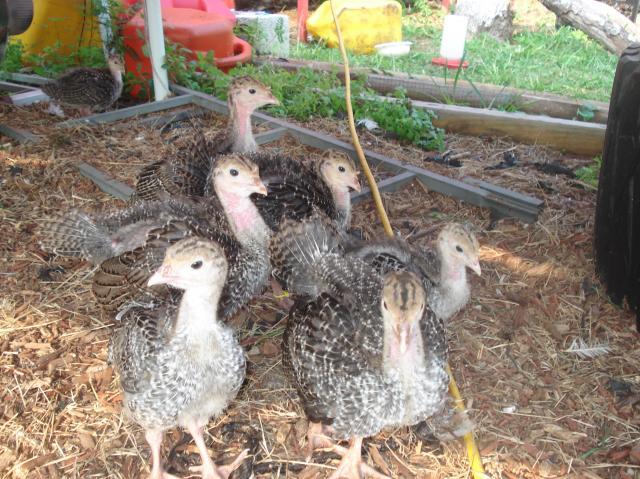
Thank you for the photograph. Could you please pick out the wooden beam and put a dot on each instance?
(24, 78)
(22, 136)
(481, 95)
(477, 195)
(105, 182)
(269, 135)
(13, 87)
(28, 97)
(129, 112)
(566, 135)
(388, 185)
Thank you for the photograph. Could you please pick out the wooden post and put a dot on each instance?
(303, 13)
(155, 40)
(617, 225)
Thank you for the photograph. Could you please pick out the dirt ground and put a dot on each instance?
(540, 411)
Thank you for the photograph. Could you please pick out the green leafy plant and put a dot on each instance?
(590, 174)
(306, 94)
(586, 112)
(12, 61)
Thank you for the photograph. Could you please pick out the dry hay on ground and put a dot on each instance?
(540, 411)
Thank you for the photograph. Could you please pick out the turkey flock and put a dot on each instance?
(212, 227)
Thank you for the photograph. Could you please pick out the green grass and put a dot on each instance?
(565, 61)
(306, 94)
(50, 62)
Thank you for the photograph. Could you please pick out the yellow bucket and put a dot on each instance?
(71, 24)
(364, 23)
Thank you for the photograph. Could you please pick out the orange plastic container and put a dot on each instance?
(199, 31)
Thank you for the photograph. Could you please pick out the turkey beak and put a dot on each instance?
(161, 276)
(355, 183)
(475, 267)
(261, 189)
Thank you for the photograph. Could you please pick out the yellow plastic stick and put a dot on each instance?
(475, 461)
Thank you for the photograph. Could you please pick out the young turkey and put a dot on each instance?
(365, 354)
(91, 89)
(296, 191)
(442, 269)
(187, 171)
(179, 365)
(97, 237)
(241, 233)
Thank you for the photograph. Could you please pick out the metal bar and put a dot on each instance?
(28, 97)
(269, 135)
(160, 121)
(104, 182)
(129, 112)
(13, 87)
(23, 136)
(388, 185)
(503, 202)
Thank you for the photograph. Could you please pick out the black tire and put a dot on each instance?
(617, 224)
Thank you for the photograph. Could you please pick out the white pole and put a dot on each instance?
(104, 22)
(155, 40)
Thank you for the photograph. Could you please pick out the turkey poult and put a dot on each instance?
(97, 237)
(187, 172)
(178, 365)
(366, 353)
(241, 233)
(296, 191)
(442, 269)
(91, 89)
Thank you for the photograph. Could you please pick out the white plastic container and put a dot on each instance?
(454, 35)
(393, 49)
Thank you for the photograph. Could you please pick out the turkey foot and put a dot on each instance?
(351, 465)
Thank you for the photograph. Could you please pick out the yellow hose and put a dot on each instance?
(475, 461)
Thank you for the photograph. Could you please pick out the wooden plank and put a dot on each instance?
(104, 182)
(481, 95)
(129, 112)
(567, 135)
(388, 185)
(438, 183)
(159, 121)
(23, 136)
(13, 87)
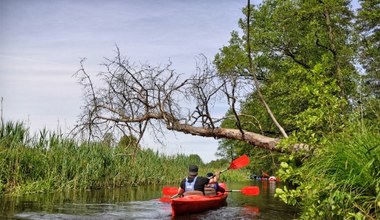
----
**GIVEN TASK:** Return all of the material above word for word, leaving out the pictures.

**TASK ANSWER:**
Thank you for the photograph. Could you please pick out the wooden beam and put a dot on each instance?
(24, 78)
(22, 136)
(481, 95)
(477, 195)
(105, 182)
(269, 135)
(13, 87)
(28, 97)
(129, 112)
(566, 135)
(388, 185)
Thank you for the photograph. Could you please pick out the wooden post and put a dot on each instance?
(303, 13)
(155, 40)
(617, 225)
Thank you for the photograph. Could you please pick out the dirt ground and put a dot on each instance?
(540, 411)
Thank you for the photograph. Could you please pick out the green leafy plant and put a dot on each instance?
(590, 174)
(306, 94)
(586, 112)
(12, 61)
Thank you for the photograph. Could you please pick out the dry hay on ground and put a dot on each instance?
(540, 411)
Thank you for the photograph. Could you please pick out the turkey flock and put a dot on each instance?
(212, 227)
Thank you for the photograph. Could you please pick out the green grass and put a dot on each instance?
(565, 61)
(306, 94)
(50, 62)
Thank you for the photograph. Could you please pick out the yellow bucket and put a dot on each instance?
(71, 24)
(364, 23)
Thank you for the photograph. Could you please pick out the orange plastic container and put a dot on each instance?
(199, 31)
Thank you for the photograph. Could you please pick out the turkey beak and put a dot on each instance?
(161, 276)
(355, 183)
(475, 267)
(261, 189)
Thank you for the photograph. Could you please pick out the yellow plastic stick and put a dot on each instance?
(475, 461)
Thank you for the photograph. Could you please pick out the young turkey and put a dot on each instance?
(365, 354)
(91, 89)
(296, 191)
(442, 269)
(187, 171)
(179, 365)
(97, 237)
(241, 233)
Thank you for the photograph. Could you please pick out the metal bar and put a dot on each instance?
(28, 97)
(269, 135)
(160, 121)
(104, 182)
(129, 112)
(13, 87)
(23, 136)
(388, 185)
(503, 202)
Thank you for the photograph. Could you please pick out the black tire and put a dot on each instance?
(617, 224)
Thank you for the photograph. Could you please pick out the white pole and put a dot on each instance?
(104, 22)
(155, 40)
Thank you for the photograph. Could you please pick out the turkey poult and put a dot on each instance?
(97, 237)
(187, 172)
(178, 365)
(366, 353)
(241, 233)
(296, 191)
(442, 269)
(91, 89)
Thank you for the photograph. Could you please pick out the white plastic container and put a dot on each instance?
(454, 35)
(393, 49)
Thank you for the photograph. Could you please pick out the turkey foot and put a dot on each instance?
(351, 465)
Thank you for the photograph. Could you please pick out the yellow hose and put a dot on each instance?
(475, 461)
Thank you for the photograph. Could you please pick out the wooden plank and put a dot on each instance?
(104, 182)
(481, 95)
(129, 112)
(567, 135)
(388, 185)
(438, 183)
(159, 121)
(23, 136)
(13, 87)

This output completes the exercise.